_WHAT TO WORK ON:_ Could you write out every line of the data below again, substituting "x,y positions" for each "pixel coordinates" and leaving everything else unchanged?

_RECORD SET:_
— BEGIN —

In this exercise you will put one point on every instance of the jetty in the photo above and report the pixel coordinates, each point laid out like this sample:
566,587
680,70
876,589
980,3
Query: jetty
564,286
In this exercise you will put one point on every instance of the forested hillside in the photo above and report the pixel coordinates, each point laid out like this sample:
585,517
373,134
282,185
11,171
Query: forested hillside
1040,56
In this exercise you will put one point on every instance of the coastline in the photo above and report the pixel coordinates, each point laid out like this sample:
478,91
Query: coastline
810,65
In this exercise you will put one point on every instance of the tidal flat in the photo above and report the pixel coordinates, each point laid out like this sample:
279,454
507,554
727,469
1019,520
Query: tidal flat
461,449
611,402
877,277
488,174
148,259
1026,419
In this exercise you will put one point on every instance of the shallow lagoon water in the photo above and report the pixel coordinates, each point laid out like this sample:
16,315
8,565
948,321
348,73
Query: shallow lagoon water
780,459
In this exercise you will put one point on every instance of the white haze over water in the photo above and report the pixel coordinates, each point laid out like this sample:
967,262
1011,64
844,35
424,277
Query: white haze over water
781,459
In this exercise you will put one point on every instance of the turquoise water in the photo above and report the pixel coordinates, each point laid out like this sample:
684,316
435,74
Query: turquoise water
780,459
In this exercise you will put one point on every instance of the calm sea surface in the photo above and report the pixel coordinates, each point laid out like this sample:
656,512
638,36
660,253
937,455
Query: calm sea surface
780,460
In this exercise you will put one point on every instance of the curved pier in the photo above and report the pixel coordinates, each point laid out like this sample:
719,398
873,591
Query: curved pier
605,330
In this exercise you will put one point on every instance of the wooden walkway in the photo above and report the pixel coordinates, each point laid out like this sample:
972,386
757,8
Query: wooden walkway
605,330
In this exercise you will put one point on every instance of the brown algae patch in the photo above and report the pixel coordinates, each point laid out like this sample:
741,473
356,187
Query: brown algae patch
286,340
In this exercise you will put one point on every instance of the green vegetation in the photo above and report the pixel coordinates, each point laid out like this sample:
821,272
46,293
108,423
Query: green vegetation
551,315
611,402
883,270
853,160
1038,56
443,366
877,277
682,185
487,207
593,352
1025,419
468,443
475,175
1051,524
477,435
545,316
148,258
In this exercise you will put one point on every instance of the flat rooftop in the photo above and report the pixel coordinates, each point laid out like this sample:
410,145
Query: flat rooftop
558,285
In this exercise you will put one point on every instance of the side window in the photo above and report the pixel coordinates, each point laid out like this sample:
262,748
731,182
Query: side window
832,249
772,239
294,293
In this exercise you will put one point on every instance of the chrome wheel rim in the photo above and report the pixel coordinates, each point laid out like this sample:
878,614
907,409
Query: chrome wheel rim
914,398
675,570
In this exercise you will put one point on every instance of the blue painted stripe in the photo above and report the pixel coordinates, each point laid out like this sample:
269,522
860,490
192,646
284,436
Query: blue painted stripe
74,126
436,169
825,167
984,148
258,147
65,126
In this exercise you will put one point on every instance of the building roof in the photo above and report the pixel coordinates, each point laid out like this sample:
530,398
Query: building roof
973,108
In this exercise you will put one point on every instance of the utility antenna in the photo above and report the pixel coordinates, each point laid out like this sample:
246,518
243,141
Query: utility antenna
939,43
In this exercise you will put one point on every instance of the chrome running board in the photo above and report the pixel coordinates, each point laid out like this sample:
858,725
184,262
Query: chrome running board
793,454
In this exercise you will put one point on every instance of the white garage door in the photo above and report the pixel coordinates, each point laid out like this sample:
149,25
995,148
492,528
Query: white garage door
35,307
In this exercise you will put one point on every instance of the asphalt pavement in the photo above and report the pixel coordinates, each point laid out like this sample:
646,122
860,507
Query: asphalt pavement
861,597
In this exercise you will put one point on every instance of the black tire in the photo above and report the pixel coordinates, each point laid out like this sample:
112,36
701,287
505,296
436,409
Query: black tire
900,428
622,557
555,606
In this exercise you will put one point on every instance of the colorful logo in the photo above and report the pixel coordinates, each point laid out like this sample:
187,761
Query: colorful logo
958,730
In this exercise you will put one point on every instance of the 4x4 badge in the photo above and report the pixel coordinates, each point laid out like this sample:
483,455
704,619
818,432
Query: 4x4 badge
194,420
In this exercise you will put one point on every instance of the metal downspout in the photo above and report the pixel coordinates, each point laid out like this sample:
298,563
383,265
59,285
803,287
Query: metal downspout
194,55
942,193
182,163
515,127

— END —

_THE ANSWER:_
In this exercise you will put one point on every instance of the jetty in the photo above and report the x,y positions, each point laid out like this sample:
566,587
680,70
876,589
980,3
Query: jetty
564,286
In this exercise you will put one point on every instance of the forested hillside in the photo above and report the x,y positions, each point laid out like this sample:
585,517
373,134
282,185
11,171
Query: forested hillside
1040,56
In this exercise you will put one point on every instance of the coastline in the photo above and report the x,y positions, each point laid out like this sample:
478,91
Query: coastline
810,65
In this exercise you will put one point on every instance of the tidal flat in the photo above and report the x,y positions, each point laid out like this sample:
279,454
507,554
727,469
1019,520
Query: tidal flat
461,449
611,402
877,277
488,174
148,259
1026,419
In this exercise you will put one point on every instance of the shallow lagoon water in the photo above and report the x,y positions, each point laid out like this sample:
16,315
8,565
948,321
348,73
Query: shallow lagoon water
780,459
In this exercise you will put one point on every instance of the white haze over water in the photo above and report the x,y positions, each point laid out like this sample:
967,262
1011,64
844,35
424,277
Query: white haze over water
781,459
In this exercise you will put one point on every instance of the turquoise water in the photo above and report the x,y positions, each point laid out like this sample:
684,316
435,74
Query: turquoise water
780,459
In this exercise you will put one point on every instance of the calm sea surface in the photo above and report the x,y positions, each point laid out like this sample:
656,512
638,36
660,253
937,455
Query: calm sea surface
780,460
In this exercise you will put one point on every instance of the curved pier in the photo above and report the x,y positions, each point laid out like this sample:
719,398
873,591
Query: curved pier
605,330
In this exercise you will put one point on every instance of the wooden walkway in the photo above and report the x,y positions, each point laid out like this sample:
972,386
757,8
Query: wooden walkway
605,330
In this exercise you will put one point on every instance of the brown algae patch in the photo above and report the x,y positions, each point laid out like this sample:
741,473
356,187
Query: brown algae patch
286,340
In this exercise you will put one point on every instance of the green vegetation in the photo above and report the x,y positions, each point laid out like this sample:
821,272
46,293
108,423
Query: green vegetation
551,315
611,402
883,270
853,160
1038,56
443,366
877,277
682,185
487,207
593,352
1025,419
468,443
475,175
1051,524
477,435
545,316
148,258
In this exercise you will put one point on every instance of the flat rooftop in the photo above and report the x,y positions, each point laid out like this sample:
410,145
Query: flat rooftop
558,285
In this exercise you will put one point on every instance of the side window in the photo above and report the x,y positions, each point laid out like this sample:
262,748
731,182
Query: side window
832,249
772,239
294,293
In this exercise you will put one point on every instance of the chrome wheel rim in the photo above and report the x,y positions, each point laid out like this sample:
878,614
907,409
Query: chrome wheel rim
914,398
675,570
In this exercise you will put one point on every instance of the blue painted stripe in the photo above and report the x,y positions, each point laid out like this sample:
269,522
860,490
192,646
284,436
Query: blue painted stripe
74,126
436,169
825,167
984,148
258,147
65,126
In this exercise you will put one point on every instance of the building roof in the photo above and report the x,y positions, each point laid out like this sample:
530,398
Query: building roof
973,108
In this exercise you will put one point on every instance of the utility antenna in the photo above and report the x,y positions, each point laid out like this sample:
246,518
243,141
Query: utility antenna
939,43
In this exercise you will put one point on every instance of the chrome running board in the photo above and report the x,y positions, each point laid out like this sample:
858,725
184,262
Query: chrome running board
793,454
In this exercise you will put one point on every instance of the white garage door in the photo above and report the x,y positions, each point laid out like this sample:
149,25
995,148
492,528
Query: white garage door
35,307
In this exercise you will put one point on every instance of the asphalt pavement in the photo above and report the x,y positions, each point laid out like this sample:
646,122
860,507
Query: asphalt pavement
861,597
In this exercise you will put one point on every instance of the black tire in the photo above and report the x,y positions, each point laid out like this sample:
112,36
701,287
505,296
436,409
Query: black tire
900,428
622,557
555,606
In this exercise you will put one point on every instance of the colorful logo in the photo above and report the x,y positions, each point laid out like this sample:
187,761
Query: colorful logo
958,730
In this exercise you will put one point on every instance of the 4x4 badge in the photo above and report the x,y positions, each point laid out like this sample:
483,455
704,619
818,432
Query: 4x4 badge
194,420
In this exercise you will put one point on every instance of the metal downspout in the photo above and report the x,y positions, each point laid out like this sample:
298,563
383,265
59,285
803,287
Query: metal downspout
194,55
942,193
182,163
515,127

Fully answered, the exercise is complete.